Render every line of the listing below as a numbered list, omitting blank lines and leaving out the pictures.
··· MATERIAL PROVIDED ···
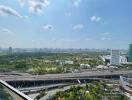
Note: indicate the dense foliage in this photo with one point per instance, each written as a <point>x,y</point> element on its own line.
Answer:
<point>91,91</point>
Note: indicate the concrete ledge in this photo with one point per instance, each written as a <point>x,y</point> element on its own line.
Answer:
<point>14,93</point>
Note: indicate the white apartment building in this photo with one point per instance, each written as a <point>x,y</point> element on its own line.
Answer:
<point>115,57</point>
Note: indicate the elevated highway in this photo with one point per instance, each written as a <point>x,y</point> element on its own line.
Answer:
<point>28,80</point>
<point>92,74</point>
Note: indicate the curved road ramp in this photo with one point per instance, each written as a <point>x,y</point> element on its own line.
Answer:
<point>7,92</point>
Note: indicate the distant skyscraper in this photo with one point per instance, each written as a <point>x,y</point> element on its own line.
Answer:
<point>115,57</point>
<point>130,53</point>
<point>10,49</point>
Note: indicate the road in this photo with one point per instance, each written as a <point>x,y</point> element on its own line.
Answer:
<point>63,76</point>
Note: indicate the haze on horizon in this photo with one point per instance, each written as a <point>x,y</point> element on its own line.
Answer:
<point>65,23</point>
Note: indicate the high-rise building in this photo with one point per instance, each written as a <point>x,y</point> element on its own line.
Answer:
<point>10,49</point>
<point>115,57</point>
<point>130,53</point>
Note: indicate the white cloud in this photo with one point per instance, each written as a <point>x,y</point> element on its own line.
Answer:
<point>88,39</point>
<point>22,2</point>
<point>48,27</point>
<point>77,3</point>
<point>68,14</point>
<point>78,27</point>
<point>5,11</point>
<point>35,6</point>
<point>106,38</point>
<point>95,19</point>
<point>106,33</point>
<point>4,30</point>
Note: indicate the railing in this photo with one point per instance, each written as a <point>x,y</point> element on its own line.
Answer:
<point>12,92</point>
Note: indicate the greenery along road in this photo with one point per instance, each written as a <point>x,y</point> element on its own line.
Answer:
<point>43,63</point>
<point>92,91</point>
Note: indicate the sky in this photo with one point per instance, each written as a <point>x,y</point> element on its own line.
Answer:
<point>66,23</point>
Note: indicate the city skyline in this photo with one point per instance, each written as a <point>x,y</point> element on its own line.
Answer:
<point>65,24</point>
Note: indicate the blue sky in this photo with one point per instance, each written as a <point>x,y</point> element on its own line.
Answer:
<point>66,23</point>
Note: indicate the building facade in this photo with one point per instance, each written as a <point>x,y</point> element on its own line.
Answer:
<point>130,53</point>
<point>115,57</point>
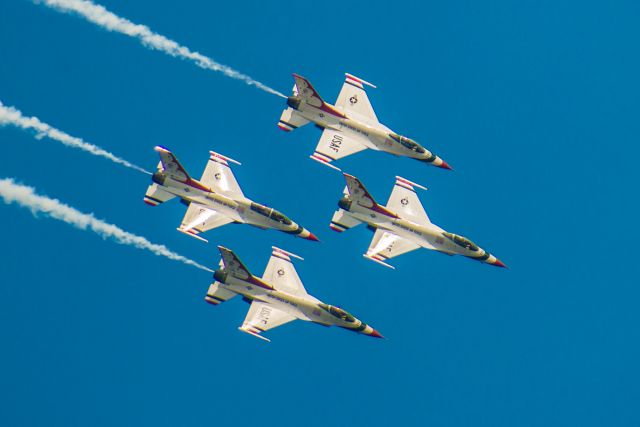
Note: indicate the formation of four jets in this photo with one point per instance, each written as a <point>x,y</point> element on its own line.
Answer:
<point>279,297</point>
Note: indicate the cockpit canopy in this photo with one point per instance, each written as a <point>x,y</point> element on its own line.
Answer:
<point>407,142</point>
<point>462,241</point>
<point>270,213</point>
<point>339,313</point>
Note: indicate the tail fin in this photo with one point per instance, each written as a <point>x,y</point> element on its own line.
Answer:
<point>156,194</point>
<point>341,221</point>
<point>307,92</point>
<point>170,165</point>
<point>233,265</point>
<point>291,120</point>
<point>359,194</point>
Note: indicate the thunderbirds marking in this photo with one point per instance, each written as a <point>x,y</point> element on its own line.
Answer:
<point>401,226</point>
<point>348,127</point>
<point>215,200</point>
<point>277,298</point>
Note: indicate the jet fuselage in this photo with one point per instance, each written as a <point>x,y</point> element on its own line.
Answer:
<point>302,307</point>
<point>428,235</point>
<point>379,136</point>
<point>241,210</point>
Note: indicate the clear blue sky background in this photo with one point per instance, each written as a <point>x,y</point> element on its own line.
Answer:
<point>535,105</point>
···
RESULT FOR THIS TASK:
1. Note: indicate the dense foliage in this photo with one point per instance, each written as a <point>x,y</point> element on its own line.
2. Answer:
3. <point>91,91</point>
4. Note: indicate the concrete ledge in this photo with one point per instance, each written as a <point>x,y</point> element on its own line.
5. Answer:
6. <point>14,93</point>
7. Note: indicate the white apartment building in this photo with one point per instance, each written as a <point>x,y</point> element on its own line.
8. Answer:
9. <point>115,57</point>
10. Note: indicate the elevated highway in this photo with one point per instance, each written as a <point>x,y</point> element on its own line.
11. Answer:
12. <point>28,80</point>
13. <point>92,74</point>
14. Note: indicate the curved road ramp in this photo with one point per instance, each written as a <point>x,y</point> element on its own line.
15. Answer:
16. <point>7,92</point>
17. Note: indicate the distant skyscraper in this photo with one point per instance, each written as a <point>x,y</point> element on its own line.
18. Answer:
19. <point>115,57</point>
20. <point>130,53</point>
21. <point>10,49</point>
22. Note: indicate the road in this photo with one point per instance, each written as a <point>x,y</point> element on its own line.
23. Answer:
24. <point>63,76</point>
25. Note: indicate the haze on horizon in this photo with one point per instance, each written as a <point>x,y</point> element on its own line.
26. Answer:
27. <point>65,23</point>
28. Note: indicate the high-rise building in this photo with one point per instance, each written as a <point>x,y</point> element on its own line.
29. Answer:
30. <point>10,49</point>
31. <point>115,57</point>
32. <point>130,53</point>
33. Note: indicate the white cloud in this photo with one point per instance, each written as a <point>x,y</point> element on its own line.
34. Answer:
35. <point>88,39</point>
36. <point>22,2</point>
37. <point>48,27</point>
38. <point>77,3</point>
39. <point>68,14</point>
40. <point>78,27</point>
41. <point>5,11</point>
42. <point>35,6</point>
43. <point>106,38</point>
44. <point>95,19</point>
45. <point>106,33</point>
46. <point>4,30</point>
47. Note: indicate the railing in this photo with one point per instance, each written as a <point>x,y</point> element on its own line.
48. Answer:
49. <point>12,92</point>
50. Note: indicate the greenery along road in this photo with one point per instance, each written as a <point>x,y</point> element on its own line.
51. Answer:
52. <point>43,63</point>
53. <point>92,91</point>
54. Note: indicate the sky in this photo with one point per instance, each written as a <point>x,y</point> element on its own line.
55. Answer:
56. <point>66,23</point>
57. Note: indicate the city skyline in this photo with one point per instance, each written as a <point>x,y</point> element on its own line.
58. Answer:
59. <point>65,24</point>
60. Note: indicate the blue sky in this photo with one point per instance, each written as a <point>x,y</point> element on its own line.
61. Answer:
62. <point>66,23</point>
63. Note: indicate the building facade in this photo with one point per instance, each written as a <point>x,y</point> element on its own line.
64. Answer:
65. <point>130,53</point>
66. <point>115,57</point>
67. Note: indicate the formation of four jets in this photo with one point per instance, each written as a <point>x,y</point> element on its own line.
68. Answer:
69. <point>279,297</point>
70. Note: indicate the cockpit canopy in this photo with one point per instance, each written as a <point>x,y</point> element on its own line.
71. Answer:
72. <point>407,142</point>
73. <point>462,241</point>
74. <point>270,213</point>
75. <point>339,313</point>
76. Note: indicate the tail fin in this photo with one point per instance, each written as a <point>x,y</point> element on its own line.
77. Answer:
78. <point>156,194</point>
79. <point>341,221</point>
80. <point>307,92</point>
81. <point>170,165</point>
82. <point>233,265</point>
83. <point>291,120</point>
84. <point>359,194</point>
85. Note: indicate the thunderbirds marking in this photo with one point per instance, each written as a <point>x,y</point> element on its own line.
86. Answer:
87. <point>401,226</point>
88. <point>348,127</point>
89. <point>215,200</point>
90. <point>277,298</point>
91. Note: indicate the jet fuselage in this photo with one point per instance, each written as a <point>x,y</point> element on its own line.
92. Answer:
93. <point>302,307</point>
94. <point>428,235</point>
95. <point>379,136</point>
96. <point>241,210</point>
97. Note: indicate the clear blue sky background in this photo with one point per instance, each written as a <point>x,y</point> element on its own line.
98. Answer:
99. <point>535,105</point>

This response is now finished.